#### Goal of the exercise:
Can you reproduce, word for word, the part of the creeping jenny thread below between "## KeroKero (Jun" and "nice humid tank.", inclusive?

#### Page extract:
* begin *

# creeping jenny



## gotham229 (Dec 30, 2006)

Is it safe to use in a vivarium. I was gonna place it on some cork bark.
-JOn


----------



## a Vertigo Guy (Aug 17, 2006)

Ive found that it needs bright light. Didnt do too well in my viv for that reason I think.


----------



## zBrinks (Jul 16, 2006)

It also likes it wet. I used to grow it in my pond in Houston.


----------



## KeroKero (Jun 13, 2004)

http://www.dendroboard.com/phpBB2/viewtopic.php?t=30771

Check out the last post.

In a tank with a drip wall, it may climb. Otherwise, it's a case of planting it in the tank on the bottom in the substrate to get it established, and if it likes it enough, it will more than happily climb. It tends to like more moisture than many initially have on their backgrounds, but if established in substrate it likes (moist to underwater) it will often climb around a nice humid tank. 

You can also try creeping fig instead (plant it the same way, as long as it has established roots in substrate it likes it will climb).

I've used both the standard creeping jenny and the goldilocks creeping jenny (lime green form) both with success in vivs... but the goldilocks does like more light, as many lime forms do, so make sure to have good lighting with that form.


----------

* end *

#### Information provided:
* begin *

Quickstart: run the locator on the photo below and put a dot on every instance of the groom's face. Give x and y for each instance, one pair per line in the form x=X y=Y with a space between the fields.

* end *

#### Answer to the problem:
## KeroKero (Jun 13, 2004)

http://www.dendroboard.com/phpBB2/viewtopic.php?t=30771

Check out the last post.

In a tank with a drip wall, it may climb. Otherwise, it's a case of planting it in the tank on the bottom in the substrate to get it established, and if it likes it enough, it will more than happily climb. It tends to like more moisture than many initially have on their backgrounds, but if established in substrate it likes (moist to underwater) it will often climb around a nice humid tank.